Your goal: Please show all lines of the records that include "paddling".

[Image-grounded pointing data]

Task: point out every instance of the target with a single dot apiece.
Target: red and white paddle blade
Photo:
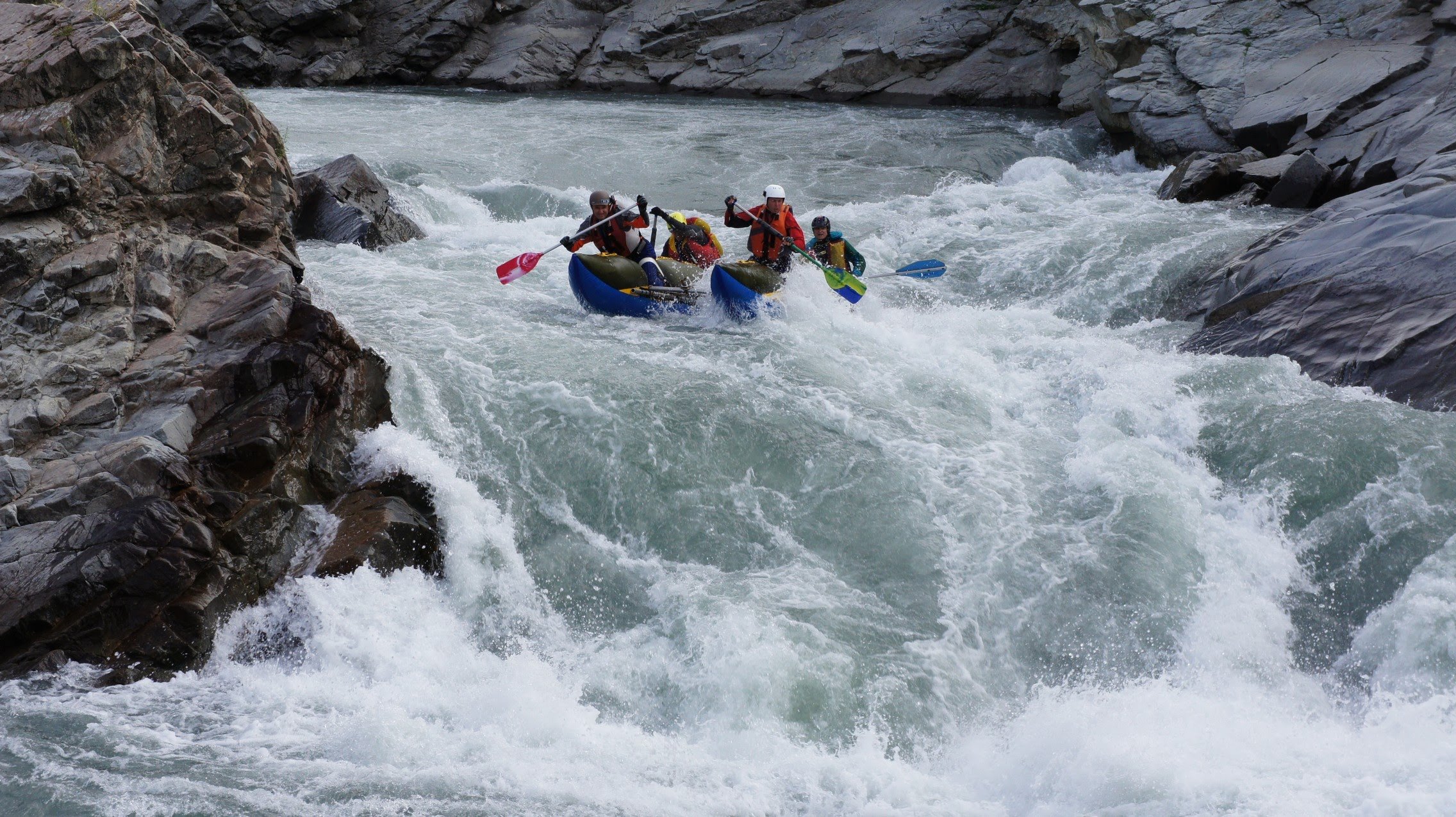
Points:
(517, 267)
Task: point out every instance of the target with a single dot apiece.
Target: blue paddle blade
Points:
(928, 268)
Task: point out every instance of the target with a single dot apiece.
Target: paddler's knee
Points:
(654, 273)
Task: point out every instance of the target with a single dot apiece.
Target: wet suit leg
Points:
(645, 257)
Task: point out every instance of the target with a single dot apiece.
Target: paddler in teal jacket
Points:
(832, 249)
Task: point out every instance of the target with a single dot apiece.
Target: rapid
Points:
(986, 545)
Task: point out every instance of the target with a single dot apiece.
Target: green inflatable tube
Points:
(753, 276)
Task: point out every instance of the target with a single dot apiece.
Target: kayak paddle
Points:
(525, 263)
(848, 286)
(929, 268)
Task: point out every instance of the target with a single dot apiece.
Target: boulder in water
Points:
(1205, 177)
(345, 203)
(382, 529)
(1359, 293)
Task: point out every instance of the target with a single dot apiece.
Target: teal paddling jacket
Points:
(826, 254)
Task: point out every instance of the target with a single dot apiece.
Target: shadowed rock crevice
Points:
(345, 203)
(1359, 293)
(172, 404)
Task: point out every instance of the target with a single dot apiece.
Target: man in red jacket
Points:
(619, 236)
(768, 248)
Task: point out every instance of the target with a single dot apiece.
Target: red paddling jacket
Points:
(762, 243)
(618, 236)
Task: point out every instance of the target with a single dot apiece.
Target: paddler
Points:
(619, 236)
(831, 248)
(692, 241)
(768, 248)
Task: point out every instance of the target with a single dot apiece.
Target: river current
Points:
(986, 545)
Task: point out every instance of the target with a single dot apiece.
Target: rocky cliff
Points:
(177, 417)
(1174, 75)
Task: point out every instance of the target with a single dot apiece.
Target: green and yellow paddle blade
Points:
(845, 283)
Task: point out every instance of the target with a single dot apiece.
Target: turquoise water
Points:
(982, 545)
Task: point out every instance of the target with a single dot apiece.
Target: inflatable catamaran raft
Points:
(613, 285)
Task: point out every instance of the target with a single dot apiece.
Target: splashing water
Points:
(982, 545)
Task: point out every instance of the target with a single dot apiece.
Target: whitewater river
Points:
(986, 545)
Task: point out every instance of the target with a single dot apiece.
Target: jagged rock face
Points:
(345, 203)
(1369, 87)
(170, 401)
(1359, 293)
(944, 51)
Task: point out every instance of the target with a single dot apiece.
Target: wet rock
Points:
(15, 475)
(1309, 91)
(1206, 177)
(37, 177)
(382, 531)
(1266, 172)
(170, 401)
(1359, 293)
(345, 203)
(1299, 184)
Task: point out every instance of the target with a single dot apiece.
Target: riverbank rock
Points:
(175, 414)
(1359, 293)
(1365, 87)
(1206, 177)
(345, 203)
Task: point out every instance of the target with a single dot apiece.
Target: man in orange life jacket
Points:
(768, 248)
(619, 236)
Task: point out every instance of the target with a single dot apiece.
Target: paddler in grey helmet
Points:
(619, 236)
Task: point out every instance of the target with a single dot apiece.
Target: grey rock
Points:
(1269, 171)
(1315, 88)
(1444, 15)
(1205, 177)
(170, 399)
(382, 531)
(38, 177)
(345, 203)
(1299, 184)
(1359, 293)
(15, 475)
(94, 409)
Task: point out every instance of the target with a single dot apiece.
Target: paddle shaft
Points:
(624, 211)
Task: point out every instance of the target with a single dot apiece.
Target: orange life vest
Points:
(766, 245)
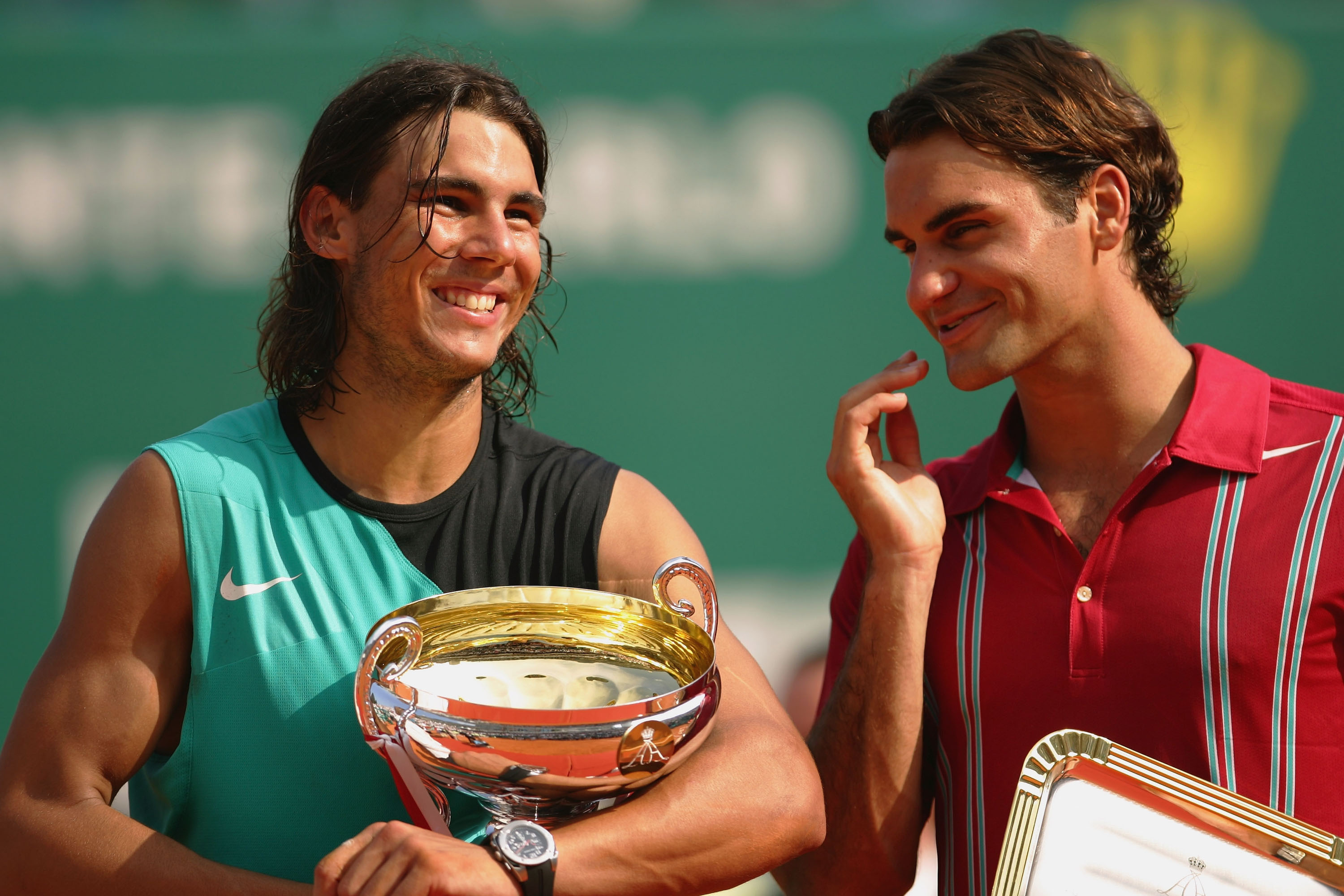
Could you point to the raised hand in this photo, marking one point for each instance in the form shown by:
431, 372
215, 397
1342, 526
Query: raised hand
894, 501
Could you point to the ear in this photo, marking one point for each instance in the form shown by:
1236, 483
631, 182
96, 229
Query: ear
1108, 195
328, 225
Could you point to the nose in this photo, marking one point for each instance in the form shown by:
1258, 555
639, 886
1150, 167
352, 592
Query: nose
490, 240
930, 280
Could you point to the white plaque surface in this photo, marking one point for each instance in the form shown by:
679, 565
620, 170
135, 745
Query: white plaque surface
1097, 843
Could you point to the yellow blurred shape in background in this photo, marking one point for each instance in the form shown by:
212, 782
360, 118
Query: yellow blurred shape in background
1230, 95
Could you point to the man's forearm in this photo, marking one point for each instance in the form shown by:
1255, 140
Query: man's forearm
88, 847
867, 746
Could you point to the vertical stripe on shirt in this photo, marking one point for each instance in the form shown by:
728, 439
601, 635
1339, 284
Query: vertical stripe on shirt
1323, 516
1279, 747
944, 810
1205, 601
968, 688
1223, 598
1213, 628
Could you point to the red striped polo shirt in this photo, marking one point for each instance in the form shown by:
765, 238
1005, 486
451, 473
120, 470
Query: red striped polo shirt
1203, 629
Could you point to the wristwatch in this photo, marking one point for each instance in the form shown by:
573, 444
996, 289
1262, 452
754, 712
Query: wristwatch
529, 851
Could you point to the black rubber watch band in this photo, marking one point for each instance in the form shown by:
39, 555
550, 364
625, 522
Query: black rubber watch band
541, 880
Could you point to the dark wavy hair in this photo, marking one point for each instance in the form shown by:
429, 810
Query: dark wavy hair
303, 326
1058, 112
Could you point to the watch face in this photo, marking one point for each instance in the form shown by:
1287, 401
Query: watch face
526, 844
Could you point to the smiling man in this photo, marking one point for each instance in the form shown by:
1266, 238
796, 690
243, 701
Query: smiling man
221, 599
1146, 548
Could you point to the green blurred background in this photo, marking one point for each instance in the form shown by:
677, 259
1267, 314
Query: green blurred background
719, 213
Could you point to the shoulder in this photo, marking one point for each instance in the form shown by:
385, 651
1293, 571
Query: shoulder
1307, 398
518, 444
244, 443
951, 472
253, 425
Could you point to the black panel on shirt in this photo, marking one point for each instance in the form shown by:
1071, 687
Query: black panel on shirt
529, 509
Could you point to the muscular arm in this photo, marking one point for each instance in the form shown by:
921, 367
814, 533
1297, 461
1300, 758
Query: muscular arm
867, 739
748, 800
108, 692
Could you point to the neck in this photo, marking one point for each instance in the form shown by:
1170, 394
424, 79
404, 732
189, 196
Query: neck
1107, 398
394, 444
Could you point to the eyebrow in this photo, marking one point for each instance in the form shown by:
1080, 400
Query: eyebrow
949, 214
468, 186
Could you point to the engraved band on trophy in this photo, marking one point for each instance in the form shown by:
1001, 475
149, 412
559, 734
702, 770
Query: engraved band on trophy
545, 703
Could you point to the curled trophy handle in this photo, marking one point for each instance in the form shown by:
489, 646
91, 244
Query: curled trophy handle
381, 638
701, 577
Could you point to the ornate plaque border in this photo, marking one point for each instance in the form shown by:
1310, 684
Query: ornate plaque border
1191, 800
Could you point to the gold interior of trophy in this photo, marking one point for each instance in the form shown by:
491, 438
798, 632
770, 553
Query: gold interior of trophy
510, 624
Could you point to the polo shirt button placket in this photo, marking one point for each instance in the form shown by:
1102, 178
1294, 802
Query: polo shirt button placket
1085, 632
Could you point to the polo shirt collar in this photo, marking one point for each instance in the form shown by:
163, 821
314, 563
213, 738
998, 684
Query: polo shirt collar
1223, 428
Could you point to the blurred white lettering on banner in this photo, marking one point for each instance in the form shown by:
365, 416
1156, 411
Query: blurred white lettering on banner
143, 193
660, 189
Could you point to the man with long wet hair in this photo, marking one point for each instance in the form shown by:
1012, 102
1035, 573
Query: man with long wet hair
1146, 547
222, 594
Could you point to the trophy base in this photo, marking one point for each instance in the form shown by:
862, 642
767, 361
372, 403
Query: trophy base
547, 813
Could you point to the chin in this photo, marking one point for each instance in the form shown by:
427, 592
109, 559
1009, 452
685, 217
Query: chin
972, 371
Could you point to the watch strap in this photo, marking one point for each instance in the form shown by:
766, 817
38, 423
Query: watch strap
541, 879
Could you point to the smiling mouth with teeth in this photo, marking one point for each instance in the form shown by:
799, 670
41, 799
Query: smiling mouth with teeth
471, 302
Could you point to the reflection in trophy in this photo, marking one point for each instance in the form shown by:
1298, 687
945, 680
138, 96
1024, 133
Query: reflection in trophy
543, 703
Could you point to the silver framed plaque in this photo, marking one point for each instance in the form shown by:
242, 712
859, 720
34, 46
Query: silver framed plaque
1092, 817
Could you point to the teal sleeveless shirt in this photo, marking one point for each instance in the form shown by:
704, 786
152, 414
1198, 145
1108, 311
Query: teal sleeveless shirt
272, 771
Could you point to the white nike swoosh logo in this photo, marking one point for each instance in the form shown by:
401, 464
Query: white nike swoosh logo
1288, 450
230, 591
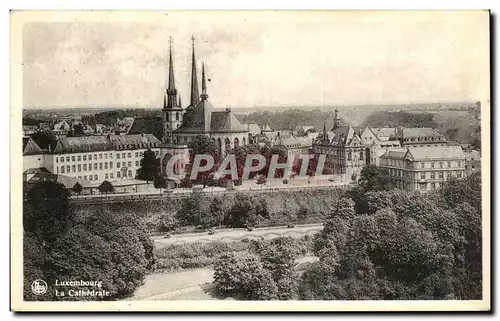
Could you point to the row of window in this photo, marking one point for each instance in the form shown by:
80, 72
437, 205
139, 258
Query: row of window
80, 158
79, 168
95, 177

Expected output:
Target: teal paddling jacket
Target: red paddling jacket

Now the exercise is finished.